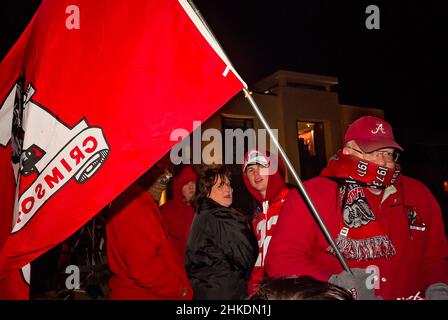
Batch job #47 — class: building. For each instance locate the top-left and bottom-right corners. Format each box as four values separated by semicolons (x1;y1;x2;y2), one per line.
202;70;384;182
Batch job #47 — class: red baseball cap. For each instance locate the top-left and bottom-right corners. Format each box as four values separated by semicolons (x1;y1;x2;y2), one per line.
344;116;403;152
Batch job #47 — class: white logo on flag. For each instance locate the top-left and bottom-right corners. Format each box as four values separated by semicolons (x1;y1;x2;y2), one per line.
0;82;110;232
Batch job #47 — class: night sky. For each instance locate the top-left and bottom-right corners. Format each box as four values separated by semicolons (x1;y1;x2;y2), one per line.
193;0;448;131
1;1;448;213
1;1;446;130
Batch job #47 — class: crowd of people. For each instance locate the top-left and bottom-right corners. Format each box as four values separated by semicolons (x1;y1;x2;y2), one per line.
105;116;448;300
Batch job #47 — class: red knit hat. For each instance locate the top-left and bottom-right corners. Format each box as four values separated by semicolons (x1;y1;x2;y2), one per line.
173;165;197;199
344;116;403;152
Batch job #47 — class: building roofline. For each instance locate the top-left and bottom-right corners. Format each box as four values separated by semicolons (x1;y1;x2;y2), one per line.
252;70;339;92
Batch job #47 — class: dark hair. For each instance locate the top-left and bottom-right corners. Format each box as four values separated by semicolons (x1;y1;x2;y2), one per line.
194;165;231;208
249;276;354;300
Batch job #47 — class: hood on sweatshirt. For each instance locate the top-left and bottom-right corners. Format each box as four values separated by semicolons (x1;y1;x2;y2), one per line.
172;165;197;201
242;149;286;203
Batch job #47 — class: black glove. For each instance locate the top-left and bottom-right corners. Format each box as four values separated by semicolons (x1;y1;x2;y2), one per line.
329;268;383;300
425;283;448;300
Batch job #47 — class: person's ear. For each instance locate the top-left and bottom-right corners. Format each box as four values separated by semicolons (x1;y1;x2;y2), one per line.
342;147;350;155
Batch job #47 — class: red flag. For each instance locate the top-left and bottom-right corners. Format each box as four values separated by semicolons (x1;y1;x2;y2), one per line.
0;14;36;299
0;0;245;298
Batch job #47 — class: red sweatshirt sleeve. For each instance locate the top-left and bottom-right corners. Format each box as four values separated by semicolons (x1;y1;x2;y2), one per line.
248;266;265;295
420;184;448;290
265;184;336;281
108;186;190;298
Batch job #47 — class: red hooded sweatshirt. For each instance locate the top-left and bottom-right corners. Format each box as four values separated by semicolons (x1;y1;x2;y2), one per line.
106;183;192;300
160;165;197;261
265;175;448;299
242;149;290;295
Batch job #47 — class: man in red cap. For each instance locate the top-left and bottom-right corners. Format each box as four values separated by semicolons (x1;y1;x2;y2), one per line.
242;149;290;295
265;116;448;300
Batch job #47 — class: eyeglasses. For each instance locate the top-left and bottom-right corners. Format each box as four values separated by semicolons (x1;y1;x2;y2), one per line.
347;146;400;162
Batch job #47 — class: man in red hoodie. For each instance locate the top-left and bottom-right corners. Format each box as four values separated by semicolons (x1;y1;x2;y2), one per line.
106;168;192;300
160;165;197;261
242;149;290;295
265;116;448;300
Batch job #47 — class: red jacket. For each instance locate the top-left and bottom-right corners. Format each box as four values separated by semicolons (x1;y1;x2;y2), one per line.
265;175;448;300
160;165;197;261
242;150;289;295
106;184;192;300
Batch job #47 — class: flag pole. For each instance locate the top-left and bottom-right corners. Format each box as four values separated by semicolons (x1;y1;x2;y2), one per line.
243;91;351;273
186;0;352;273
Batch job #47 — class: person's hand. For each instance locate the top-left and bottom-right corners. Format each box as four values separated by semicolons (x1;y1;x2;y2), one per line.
425;283;448;300
182;285;188;297
329;268;383;300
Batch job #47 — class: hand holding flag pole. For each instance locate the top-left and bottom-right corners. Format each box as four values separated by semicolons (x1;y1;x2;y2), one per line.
186;0;352;274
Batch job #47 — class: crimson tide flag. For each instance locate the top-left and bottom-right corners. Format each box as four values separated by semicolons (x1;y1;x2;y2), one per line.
0;0;246;299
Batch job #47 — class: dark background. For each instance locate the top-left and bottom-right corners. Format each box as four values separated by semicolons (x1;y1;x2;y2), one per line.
1;0;447;221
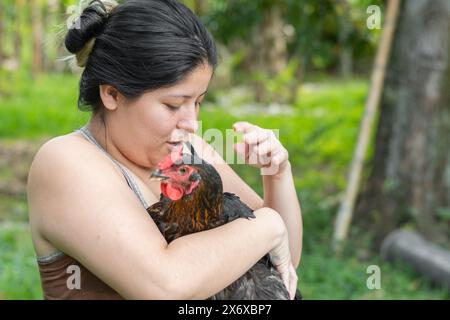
__________________________________________________
Work item:
Reproduce the listing in full and exactly, excluding any pictures it holds.

Task result:
Batch job #47 — class: building. For each instance locate the top-left and bottom-right corners. Format each box as four values separated by semicolons (x1;y1;x2;y2), one per line.
202;70;384;182
Batch job #47 — class: red baseball cap. For each instance locate the top-left and bottom-right corners. Format each box as four values separated by semicolons (x1;y1;x2;y2), one per line.
344;116;403;152
Batch job #47 — class: white logo on flag. For each instance locate the top-left and bottom-right corners. Format each box as four values separated by semicolons (x1;y1;x2;y2), one per line.
0;82;110;232
Batch job #47 — class: night sky. For each instance locate the top-left and bottom-right corners. Format each box as four values separated by semicolons (x1;y1;x2;y2), one per line.
193;0;448;131
1;1;448;213
1;1;446;130
Batch job #47 — class: crowd of people. For each instance locate the top-left and bottom-right corners. Format each box as four values separated by semicolons (x1;y1;x2;y2), one per line.
105;116;448;300
Batch job #47 — class: red knit hat. For each instance locate the top-left and bottom-right corners. Format each box as four values separated by semicolons (x1;y1;x2;y2), one per line.
173;165;197;199
344;116;403;152
Batch job #47 — class: building roofline. For each instance locate the top-left and bottom-right corners. Format each box as four values separated by semicolons (x1;y1;x2;y2), one per line.
252;70;339;92
Batch job #47 — class: dark hair. For each instance locate the top-left and bottom-right corners. Format each box as four values separated by semicolons (x1;y1;x2;y2), one per line.
194;165;231;208
249;276;354;300
Batch job #47 — class: hood on sweatshirt. For each instance locate the top-left and bottom-right corners. Format each box as four values separated by semicolons (x1;y1;x2;y2), one per line.
172;165;197;201
242;149;286;203
Batch job #47 — class: black glove. For each instance locate the top-left and bottom-right corners. Format each box as four values separated by semicolons (x1;y1;x2;y2), one per line.
329;268;383;300
425;283;448;300
Batch job #47 — class: person's ear. For each instance locate the top-left and bottom-right corners. Format each box as four values separated by semicolons (x1;y1;x2;y2), one per line.
342;147;350;155
Batch job #47 — class: red flag. For each instance locate the top-left and bottom-right corners. Format each box as four values separated by semicolons (x1;y1;x2;y2), one per line.
0;14;36;299
0;0;245;298
Batch job #47 — class: red sweatshirt sleeve. For each instance locate the top-left and bottom-right corners. Format each box as four values separated by semicolons (x1;y1;x2;y2), one per line.
248;266;265;295
420;184;448;290
265;184;336;281
108;186;190;298
Batch job #47 — class: red hooded sweatshirt. For each instance locate the top-left and bottom-right corners. Format each box as four values separated by semicolons (x1;y1;x2;y2), one per line.
106;183;192;300
160;165;197;261
265;175;448;299
242;149;290;295
Batch job #47 — class: man in red cap. For each instance locate the top-left and bottom-right corners. Format each box as four values separated by semicolons (x1;y1;x2;y2), one per line.
242;149;290;295
265;116;448;300
Batch job #47 — class: eyeglasses. For each instance locate the top-left and bottom-right corners. Format each box as four values separated by semicolons (x1;y1;x2;y2), one per line.
347;146;400;162
Batch job #47 — class: man in red hoodie. For each instance locate the top-left and bottom-right corners. Format each box as four values separated by semicolons (x1;y1;x2;y2), one per line.
106;168;192;300
160;165;197;261
242;149;290;295
265;116;448;300
Batch job #47 — class: red jacket. For each instance locate the top-left and bottom-right corners. Format each box as four values separated by semicolons (x1;y1;x2;y2), one per line.
265;175;448;300
160;165;197;261
242;150;289;295
106;184;192;300
Batch job #47 — class: flag pole. For each instance locate the top-left and bottom-right corners. Format each box as four values separated by semicolons (x1;y1;x2;y2), one per line.
243;91;351;273
186;0;352;273
Batch job #47 — class: person's hand. For each instance locate the top-left and bottom-right corners. Format each box as four values separated by semicolons (x1;y1;x2;y2), one per line.
425;283;448;300
182;285;188;297
329;268;383;300
Batch job #47 — class: hand holding flag pole. For each instance locate the top-left and bottom-right corners. Format each box as four values separated by semicolons (x1;y1;x2;y2), one per line.
186;0;352;274
Batch job #47 — class: crimson tide flag. For each instance locate the top-left and bottom-right corners. Format each box as four values separated by semicolons (x1;y1;x2;y2), one per line.
0;0;246;299
Batch job #47 — class: dark background. For each instance locate the top-left and bottom-right corners. Format each box as four values separated by semicolons (x1;y1;x2;y2), one per line.
1;0;447;221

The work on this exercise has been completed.